» What the task requires: Pick the lines holding the string "shirt" out of the records and copy them.

» Extracted information:
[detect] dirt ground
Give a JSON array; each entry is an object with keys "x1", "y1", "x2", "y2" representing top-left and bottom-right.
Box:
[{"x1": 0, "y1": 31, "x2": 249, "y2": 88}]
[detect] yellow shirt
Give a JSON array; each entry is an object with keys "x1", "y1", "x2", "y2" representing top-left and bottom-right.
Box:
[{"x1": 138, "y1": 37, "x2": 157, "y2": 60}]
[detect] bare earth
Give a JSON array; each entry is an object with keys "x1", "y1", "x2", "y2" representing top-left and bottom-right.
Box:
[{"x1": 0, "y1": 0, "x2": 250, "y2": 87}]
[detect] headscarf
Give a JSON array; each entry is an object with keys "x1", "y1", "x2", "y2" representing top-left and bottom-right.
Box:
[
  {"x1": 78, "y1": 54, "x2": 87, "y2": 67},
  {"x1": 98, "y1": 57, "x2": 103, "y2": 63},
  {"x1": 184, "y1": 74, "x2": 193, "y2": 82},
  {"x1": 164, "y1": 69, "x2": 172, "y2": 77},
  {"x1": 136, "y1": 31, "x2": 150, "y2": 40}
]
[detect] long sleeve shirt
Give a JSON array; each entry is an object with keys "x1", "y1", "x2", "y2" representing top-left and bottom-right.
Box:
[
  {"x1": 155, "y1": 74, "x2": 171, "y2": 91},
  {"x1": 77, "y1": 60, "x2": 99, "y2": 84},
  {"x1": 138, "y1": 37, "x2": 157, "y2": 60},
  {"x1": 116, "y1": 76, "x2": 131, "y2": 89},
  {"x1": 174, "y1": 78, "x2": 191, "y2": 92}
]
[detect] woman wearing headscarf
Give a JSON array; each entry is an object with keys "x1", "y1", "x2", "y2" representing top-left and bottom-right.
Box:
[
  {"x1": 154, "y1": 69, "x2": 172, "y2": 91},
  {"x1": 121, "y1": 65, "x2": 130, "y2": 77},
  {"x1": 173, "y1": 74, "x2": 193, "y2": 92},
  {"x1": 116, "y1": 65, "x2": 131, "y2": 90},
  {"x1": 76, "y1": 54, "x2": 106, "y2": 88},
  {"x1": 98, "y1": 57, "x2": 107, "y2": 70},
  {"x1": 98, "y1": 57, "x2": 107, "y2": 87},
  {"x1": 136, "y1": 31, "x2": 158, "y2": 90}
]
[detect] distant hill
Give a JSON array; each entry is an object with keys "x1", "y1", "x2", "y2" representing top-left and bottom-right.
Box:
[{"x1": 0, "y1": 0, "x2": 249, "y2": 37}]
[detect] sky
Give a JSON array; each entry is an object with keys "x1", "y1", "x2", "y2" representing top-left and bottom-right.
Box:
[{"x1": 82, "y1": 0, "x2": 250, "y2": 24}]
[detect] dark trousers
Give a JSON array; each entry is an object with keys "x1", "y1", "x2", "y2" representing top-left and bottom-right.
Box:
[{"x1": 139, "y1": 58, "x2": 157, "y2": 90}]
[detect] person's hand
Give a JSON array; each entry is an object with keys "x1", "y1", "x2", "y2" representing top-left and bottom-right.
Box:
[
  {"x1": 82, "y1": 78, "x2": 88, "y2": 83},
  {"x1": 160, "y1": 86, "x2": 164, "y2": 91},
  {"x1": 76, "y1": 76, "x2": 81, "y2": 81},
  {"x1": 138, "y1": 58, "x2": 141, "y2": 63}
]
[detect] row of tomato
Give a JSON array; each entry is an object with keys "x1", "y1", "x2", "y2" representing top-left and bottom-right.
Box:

» Task answer:
[detect] yellow shirt
[detect] long sleeve shirt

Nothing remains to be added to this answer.